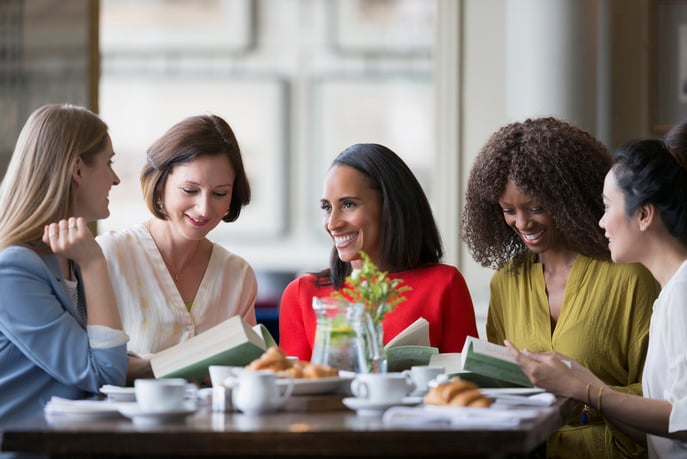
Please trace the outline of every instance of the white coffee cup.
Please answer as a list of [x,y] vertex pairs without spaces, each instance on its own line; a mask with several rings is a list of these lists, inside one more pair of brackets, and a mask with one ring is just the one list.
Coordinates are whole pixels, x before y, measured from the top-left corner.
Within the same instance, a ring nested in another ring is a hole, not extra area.
[[232,405],[248,415],[273,413],[291,396],[293,380],[289,377],[282,392],[272,370],[243,370],[232,390]]
[[372,403],[398,403],[415,386],[403,373],[363,373],[351,382],[351,392]]
[[243,367],[236,367],[231,365],[210,365],[208,371],[210,372],[210,383],[212,387],[219,386],[233,386],[232,381],[238,379],[239,372]]
[[184,409],[190,384],[183,378],[137,379],[134,381],[136,402],[142,411],[163,413]]
[[425,392],[429,389],[429,382],[444,373],[443,367],[430,367],[429,365],[414,365],[405,374],[415,384],[416,392]]

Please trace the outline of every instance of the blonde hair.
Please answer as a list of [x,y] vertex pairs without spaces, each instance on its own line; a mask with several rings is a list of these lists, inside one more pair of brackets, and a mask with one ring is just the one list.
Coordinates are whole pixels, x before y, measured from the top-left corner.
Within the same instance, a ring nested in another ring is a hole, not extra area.
[[107,125],[83,107],[49,104],[29,116],[0,185],[0,250],[17,244],[47,250],[44,226],[74,213],[74,162],[92,164],[108,139]]

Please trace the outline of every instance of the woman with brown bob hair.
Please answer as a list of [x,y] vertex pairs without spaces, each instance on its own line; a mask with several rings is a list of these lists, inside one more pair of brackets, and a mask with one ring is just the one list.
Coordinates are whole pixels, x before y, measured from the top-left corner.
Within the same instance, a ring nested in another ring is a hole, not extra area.
[[250,202],[241,150],[227,122],[201,115],[172,126],[148,149],[141,188],[153,218],[97,238],[129,351],[161,351],[234,315],[255,324],[253,269],[207,238]]
[[[641,393],[657,286],[638,264],[614,264],[597,222],[611,157],[555,118],[508,124],[474,162],[463,238],[496,269],[487,338],[558,351],[617,390]],[[547,442],[548,457],[642,457],[646,450],[584,405]]]

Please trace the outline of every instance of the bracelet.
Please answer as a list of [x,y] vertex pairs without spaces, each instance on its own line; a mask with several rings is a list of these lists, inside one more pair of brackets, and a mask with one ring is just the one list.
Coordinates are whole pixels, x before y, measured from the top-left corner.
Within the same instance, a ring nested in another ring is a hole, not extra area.
[[587,398],[584,399],[585,402],[587,402],[587,405],[592,404],[592,401],[589,399],[589,390],[592,388],[592,383],[587,383]]

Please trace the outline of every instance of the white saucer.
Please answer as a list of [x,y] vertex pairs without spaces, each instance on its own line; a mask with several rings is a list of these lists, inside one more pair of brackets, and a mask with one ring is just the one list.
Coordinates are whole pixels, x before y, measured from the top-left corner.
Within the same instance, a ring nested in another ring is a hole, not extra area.
[[186,403],[184,408],[174,411],[143,411],[136,403],[119,405],[119,412],[138,425],[180,424],[197,409],[195,403]]
[[385,410],[392,406],[413,406],[422,403],[422,397],[404,397],[400,402],[375,403],[358,397],[346,397],[343,404],[355,410],[358,416],[381,416]]

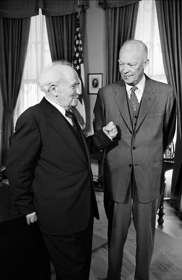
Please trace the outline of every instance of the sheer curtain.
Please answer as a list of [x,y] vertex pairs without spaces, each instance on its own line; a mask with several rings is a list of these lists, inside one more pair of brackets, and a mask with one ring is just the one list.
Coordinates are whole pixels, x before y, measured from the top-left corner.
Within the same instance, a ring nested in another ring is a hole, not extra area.
[[145,74],[152,79],[167,83],[155,1],[139,2],[134,38],[147,46],[149,63],[145,69]]
[[51,64],[52,60],[47,37],[45,16],[32,17],[27,54],[20,90],[14,112],[14,125],[18,117],[31,106],[40,102],[45,96],[37,82],[41,69]]
[[[139,2],[135,39],[143,42],[147,46],[149,63],[145,73],[149,78],[167,83],[162,58],[158,21],[155,1]],[[175,145],[176,134],[174,135]],[[170,198],[172,170],[165,174],[165,198]]]

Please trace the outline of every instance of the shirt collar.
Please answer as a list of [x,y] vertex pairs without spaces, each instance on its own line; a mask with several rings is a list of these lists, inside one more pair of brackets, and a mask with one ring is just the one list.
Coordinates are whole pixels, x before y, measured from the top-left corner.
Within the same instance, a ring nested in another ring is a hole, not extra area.
[[56,108],[56,109],[57,109],[57,110],[58,110],[59,111],[60,113],[62,113],[62,114],[65,117],[65,114],[66,114],[66,110],[65,109],[64,109],[64,108],[63,108],[63,107],[62,107],[61,106],[60,106],[60,105],[58,105],[57,104],[56,104],[56,103],[52,101],[51,100],[50,100],[50,99],[48,99],[48,98],[47,98],[46,97],[45,97],[45,98],[46,99],[46,100],[47,100],[49,103],[50,103],[52,105],[53,105],[53,106],[54,106],[54,107],[55,107]]
[[[138,88],[137,92],[138,91],[141,93],[143,93],[143,90],[144,90],[144,87],[145,86],[145,80],[146,80],[145,76],[144,75],[143,75],[140,81],[139,81],[139,82],[136,85],[136,87],[137,87]],[[130,86],[130,85],[128,85],[128,83],[125,83],[125,85],[126,85],[126,88],[127,92],[130,92],[131,89],[132,88],[133,86]]]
+++++
Repeat all the data as it stands, dropping any images it holds.

**ANSWER TO THE EXERCISE**
Please trace the outline of every instance of the white coffee cup.
Please answer as a list of [x,y] vertex pairs without spaces, each instance on its own line; a mask with several rings is a list of these lists, inside one more pair of brackets, and a mask with one ring is just the one list.
Coordinates are whole pixels, x before y, measured from the top-left corner.
Within the same instance, a ring nested in another ring is a hole, not extra area.
[[232,405],[248,415],[273,413],[291,396],[293,380],[289,377],[282,392],[272,370],[243,370],[232,390]]
[[372,403],[398,403],[415,386],[403,373],[363,373],[351,382],[351,392]]
[[243,367],[236,367],[231,365],[210,365],[208,371],[210,372],[210,383],[212,387],[219,386],[233,386],[232,381],[238,379],[239,372]]
[[184,409],[190,384],[183,378],[137,379],[134,381],[136,402],[142,411],[163,413]]
[[425,392],[429,389],[429,382],[444,373],[443,367],[430,367],[429,365],[414,365],[405,374],[415,384],[416,392]]

Please trace the outline of every instance of the blonde hair.
Please answer as a list of [x,y] vertex pairs without spaces, each instance on its own line; a mask with several rings is a list of these lists, inside one more pair of brackets, and a mask with one ring is just the one list.
Coordinates are whole pixels, x before y, measured from the top-left corner.
Within the same instance, a ring nested in another ring is a hole, not extra area.
[[107,125],[83,107],[49,104],[29,116],[0,185],[0,250],[17,244],[47,250],[44,226],[74,213],[74,162],[92,164],[108,139]]

Please trace the outline of every instance of the woman with brown bob hair.
Please answer as a list of [x,y] vertex pairs without spaces, each instance on its own line; a mask with several rings is a list of these lists, inside one more pair of brackets, and a mask with one ring is just the one list.
Coordinates are whole pixels, x before y, measured from the top-left corner.
Within the same instance, a ring nested in another ring is a hole, not extra area.
[[250,202],[241,150],[227,122],[201,115],[172,126],[148,149],[141,188],[153,218],[97,238],[129,351],[161,351],[234,315],[255,324],[253,269],[207,238]]
[[[641,393],[657,286],[638,264],[614,264],[597,222],[611,157],[555,118],[508,124],[474,162],[463,238],[496,269],[487,338],[558,351],[617,390]],[[547,442],[548,457],[642,457],[646,450],[584,405]]]

Please trace the outline of every instance of the bracelet.
Please answer as a list of [x,y] vertex pairs without spaces, each instance on its own line; a mask with several rings is a list of these lists, inside one more pair of brackets, and a mask with one ring is just the one list.
Coordinates are whole pixels, x before y, measured from the top-left corner.
Within the same instance, a ring nested in another ring is a hole, not extra area.
[[587,398],[584,399],[585,402],[587,402],[587,405],[592,404],[592,401],[589,399],[589,390],[592,388],[592,383],[587,383]]

Please trace the outline of every instance of the white saucer.
Please answer as a list of [x,y] vertex pairs without spaces, each instance on its own line; a mask with several rings is a list of these lists, inside one more pair of brackets, and a mask with one ring is just the one list.
Coordinates are whole pixels, x before y, measured from the top-left corner.
Within the same instance, a ring nested in another ring is a hole, not extra area.
[[186,403],[184,408],[174,411],[143,411],[136,403],[119,405],[119,412],[138,425],[180,424],[197,409],[195,403]]
[[385,410],[392,406],[413,406],[422,403],[422,397],[404,397],[400,402],[375,403],[358,397],[346,397],[343,404],[355,410],[358,416],[381,416]]

Please trace the outline of every instance of the sheer curtain.
Please answer as a list of [x,y] vertex pairs without spaces, each instance on its own line; a mask with several rings is a list of these lists, inside one more pair of brackets, and a mask with one ring is just the one list.
Coordinates are whole pixels, x before y, measured from the top-left corner.
Within the same instance, a ring nested in another ring is a hole, not extra area.
[[145,74],[152,79],[167,83],[155,1],[139,2],[134,38],[147,46],[149,63],[145,69]]
[[51,64],[52,60],[47,37],[45,16],[32,17],[27,54],[20,90],[14,112],[14,125],[18,117],[31,106],[40,102],[45,96],[37,82],[41,69]]
[[[139,2],[135,39],[143,42],[147,46],[149,63],[145,73],[149,78],[167,83],[162,58],[158,21],[155,1]],[[175,145],[176,134],[174,135]],[[170,198],[172,170],[165,174],[165,198]]]

Please trace the outline of every instance of the shirt collar.
Please answer as a list of [x,y] vertex pairs without spaces, each instance on its own line; a mask with several rings is a list of these lists, inside one more pair of brackets, and a mask with one ring is just the one list.
Coordinates are whole pixels, x before y, measured from the top-left corner.
Within the same instance, a ring nested in another ring is a hole, not extra area.
[[56,108],[56,109],[57,109],[57,110],[58,110],[59,111],[60,113],[62,113],[62,114],[65,117],[65,114],[66,114],[66,110],[65,109],[64,109],[64,108],[63,108],[63,107],[62,107],[61,106],[60,106],[60,105],[58,105],[57,104],[56,104],[56,103],[52,101],[51,100],[50,100],[50,99],[48,99],[48,98],[47,98],[46,97],[45,97],[45,98],[46,99],[46,100],[47,100],[49,103],[50,103],[52,105],[53,105],[53,106],[54,106],[54,107],[55,107]]
[[[138,88],[137,92],[138,91],[141,93],[143,93],[143,90],[144,90],[144,87],[145,86],[145,80],[146,80],[145,76],[144,75],[143,75],[140,81],[139,81],[139,82],[136,85],[136,87],[137,87]],[[130,86],[130,85],[128,85],[128,83],[125,83],[125,85],[126,85],[126,88],[127,92],[130,92],[131,89],[132,88],[133,86]]]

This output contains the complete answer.